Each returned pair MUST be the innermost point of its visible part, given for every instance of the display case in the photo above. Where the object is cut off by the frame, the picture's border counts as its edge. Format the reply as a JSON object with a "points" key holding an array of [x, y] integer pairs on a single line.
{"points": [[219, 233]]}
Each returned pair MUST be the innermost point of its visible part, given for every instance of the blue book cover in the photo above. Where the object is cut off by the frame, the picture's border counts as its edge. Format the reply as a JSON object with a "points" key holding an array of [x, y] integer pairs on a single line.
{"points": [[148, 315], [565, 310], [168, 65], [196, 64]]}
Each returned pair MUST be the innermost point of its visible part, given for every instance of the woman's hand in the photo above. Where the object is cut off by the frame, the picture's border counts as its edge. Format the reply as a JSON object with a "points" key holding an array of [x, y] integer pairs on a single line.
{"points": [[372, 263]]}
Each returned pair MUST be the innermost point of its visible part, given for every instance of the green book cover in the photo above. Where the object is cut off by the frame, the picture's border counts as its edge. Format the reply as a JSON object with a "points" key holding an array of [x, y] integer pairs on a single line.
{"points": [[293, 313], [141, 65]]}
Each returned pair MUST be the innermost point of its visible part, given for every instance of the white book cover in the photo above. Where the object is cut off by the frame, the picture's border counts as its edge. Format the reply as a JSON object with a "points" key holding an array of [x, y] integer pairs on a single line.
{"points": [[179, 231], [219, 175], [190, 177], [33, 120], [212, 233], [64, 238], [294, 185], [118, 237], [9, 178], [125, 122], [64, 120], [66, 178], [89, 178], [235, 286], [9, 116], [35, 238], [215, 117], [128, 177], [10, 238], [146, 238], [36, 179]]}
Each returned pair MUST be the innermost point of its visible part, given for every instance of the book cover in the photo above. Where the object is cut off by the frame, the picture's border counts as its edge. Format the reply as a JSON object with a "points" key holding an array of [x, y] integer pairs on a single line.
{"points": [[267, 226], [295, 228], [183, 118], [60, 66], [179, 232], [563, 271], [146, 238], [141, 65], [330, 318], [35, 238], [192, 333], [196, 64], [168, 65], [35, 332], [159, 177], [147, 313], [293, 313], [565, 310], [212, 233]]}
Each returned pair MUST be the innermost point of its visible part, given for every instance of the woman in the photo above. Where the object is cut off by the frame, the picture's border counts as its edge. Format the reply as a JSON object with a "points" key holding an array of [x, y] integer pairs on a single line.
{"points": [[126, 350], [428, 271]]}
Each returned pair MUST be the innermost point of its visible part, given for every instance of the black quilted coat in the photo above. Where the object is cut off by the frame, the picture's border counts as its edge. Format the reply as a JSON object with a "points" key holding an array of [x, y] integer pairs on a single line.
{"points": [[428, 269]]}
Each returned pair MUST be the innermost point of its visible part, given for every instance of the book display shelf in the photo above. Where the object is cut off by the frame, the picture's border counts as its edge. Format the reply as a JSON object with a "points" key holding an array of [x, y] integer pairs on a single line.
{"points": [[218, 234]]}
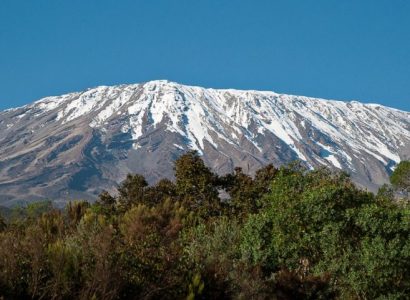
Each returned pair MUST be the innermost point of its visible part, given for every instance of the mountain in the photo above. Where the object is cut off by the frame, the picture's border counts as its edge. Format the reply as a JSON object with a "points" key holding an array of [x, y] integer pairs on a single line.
{"points": [[75, 145]]}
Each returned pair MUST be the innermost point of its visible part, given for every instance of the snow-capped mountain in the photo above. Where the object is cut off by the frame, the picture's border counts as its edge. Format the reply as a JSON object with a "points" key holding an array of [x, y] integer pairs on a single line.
{"points": [[75, 145]]}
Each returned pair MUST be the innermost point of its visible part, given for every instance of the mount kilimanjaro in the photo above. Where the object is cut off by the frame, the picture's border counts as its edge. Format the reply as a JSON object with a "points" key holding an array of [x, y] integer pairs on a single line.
{"points": [[75, 145]]}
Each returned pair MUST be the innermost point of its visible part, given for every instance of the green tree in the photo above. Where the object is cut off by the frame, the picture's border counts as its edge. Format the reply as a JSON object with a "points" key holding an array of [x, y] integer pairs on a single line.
{"points": [[196, 184]]}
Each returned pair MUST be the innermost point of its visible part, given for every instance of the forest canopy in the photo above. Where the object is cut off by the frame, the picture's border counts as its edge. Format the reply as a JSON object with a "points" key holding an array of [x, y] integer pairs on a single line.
{"points": [[285, 233]]}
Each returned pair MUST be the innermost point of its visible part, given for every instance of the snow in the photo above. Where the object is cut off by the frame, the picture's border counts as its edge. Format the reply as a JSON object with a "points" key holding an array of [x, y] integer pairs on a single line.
{"points": [[200, 115]]}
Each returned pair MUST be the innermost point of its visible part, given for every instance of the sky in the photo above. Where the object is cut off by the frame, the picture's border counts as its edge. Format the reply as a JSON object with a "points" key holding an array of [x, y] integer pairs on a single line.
{"points": [[344, 50]]}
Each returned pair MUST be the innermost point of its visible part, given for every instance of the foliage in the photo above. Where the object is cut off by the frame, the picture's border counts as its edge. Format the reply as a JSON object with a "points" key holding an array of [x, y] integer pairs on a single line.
{"points": [[285, 233]]}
___
- CHALLENGE -
Starting with the line that contains "the green tree" and going on through the end of the data, write out every line again, requests included. Rescale each point coordinate in the answers by multiplying it by 1.9 and rounding to a whole number, with halves rounded up.

- WRITTEN ANSWER -
Each returned pair MUST be the innermost point of its visible part, given for every instance of the green tree in the photo above. Where the object is cut off by the frame, the picture's border counts as its edge. Format the reply as a JSON object with a "points" key holding an array of [x, y] integer pairs on a single line.
{"points": [[372, 350]]}
Each returned pair MUST be the innermost point of its visible part, given for every instance of the forest canopy in the photo above. Where the object is cut off by the frame, the picture's border counts as its edge. Format the reply as a JSON object with a "points" key holding an array of [x, y] integer pairs on a single line.
{"points": [[542, 443]]}
Each returned pair MUST be the innermost point of its visible part, given for every instance of the snow in the photo above. Where the object is cut off by the frame, the picture's border counts as its edge. Format the reply as a JSON object with a "points" key holding an array of [x, y] integer pairs on a single line.
{"points": [[380, 219]]}
Each returned pair MUST be the innermost point of its visible part, given for every instance of the sky in the photo above. Where the object is cut off by the frame, the picture's border counts as its edge. Format the reply as a JSON object with a "points" key holding an array of [x, y] integer pairs on a single line.
{"points": [[654, 95]]}
Each returned pair MUST be the innermost point of its visible part, given for every instance of the foliage in the photo above. Where the object is cut off by the frame, the picture's border counts as its edge. Format the reply as a JSON object with a "points" key holding an array of [x, y] integer pairs on a single line.
{"points": [[542, 443]]}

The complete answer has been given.